Metinden Alıntı:

■ ■ ■ ■ ■

Yargıtay Kararı 10. Hukuk Dairesi 2014/3981 E. 2014/4880 K. 06.03.2014 T.

YARGITAY KARARI
DAİRE : 10. Hukuk Dairesi
ESAS NO : 2014/3981
KARAR NO : 2014/4880
KARAR TARİHİ : 06.03.2014

Mahkemesi : İzmir 9. İş Mahkemesi
Tarihi : 26.12.2012
No : 2008/228-2012/690

Dava, rücuan tazminat istemine ilişkindir.
Mahkemece, ilamında belirtildiği şekilde davanın kısmen kabulüne karar verilmiştir.
Hükmün, taraf vekilleri tarafından temyiz edilmesi üzerine, temyiz isteğinin süresinde olduğu anlaşıldıktan ve Tetkik Hâkimi tarafından düzenlenen raporla dosyadaki kâğıtlar okunduktan sonra işin gereği düşünüldü ve aşağıdaki karar tespit edildi.
Dava, iş kazası sonucu ölen sigortalının hak sahiplerine bağlanan gelir ve cenaze gideri nedeniyle uğranılan Kurum zararının 506 sayılı Yasa’nın10 ve 26. maddeleri uyarınca teselsülen tahsili istemine ilişkin olup, mahkemece davanın kabulüne karar verilmiştir.
Dosya kapsamına göre; apartman dış cephe boya işinde çalışan sigortalı iskelenin sepetinin sola doğru yatması sonucu dengesini kaybederek 5. kattan düşerek ölmüş, hükme esas bilirkişi raporunda; davalı şirketin asıl işveren sıfatıyla % 30, davalı Bahattin’in taşeron sıfatıyla % 35, şirket genel müdürü İsmail Taylan ve mühendis Ahmet Altıntaş’ın işveren vekili olarak % 5 er, sigortalının ise % 25 oranında kusurlu olduğu kabul edilmiştir.

■ ■ ■ ■ ■

Kaynak Materyal:
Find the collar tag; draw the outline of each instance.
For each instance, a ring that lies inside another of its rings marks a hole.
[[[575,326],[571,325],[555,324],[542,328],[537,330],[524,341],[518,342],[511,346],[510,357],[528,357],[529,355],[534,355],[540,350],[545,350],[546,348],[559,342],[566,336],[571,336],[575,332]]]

■ ■ ■ ■ ■

Aşağıdaki ifadelerin Yargıtay kararıyla uyuşup uyuşmadığını belirtin. Her ifade için evet ya da hayır yazın ve bu sonucu belirleyen sözleri metinden aynen aktarın.
1. Davaya ilk derecede bakan mahkeme İzmir 9. İş Mahkemesi'dir.
2. Sigortalı 3. kattan düşerek ölmüştür.
3. Bilirkişi raporuna göre sigortalının kusur oranı % 25'tir.

Cevap:
1. Evet: "Mahkemesi : İzmir 9. İş Mahkemesi"
2. Hayır: "5. kattan düşerek ölmüş"
3. Evet: "sigortalının ise % 25 oranında kusurlu olduğu kabul edilmiştir"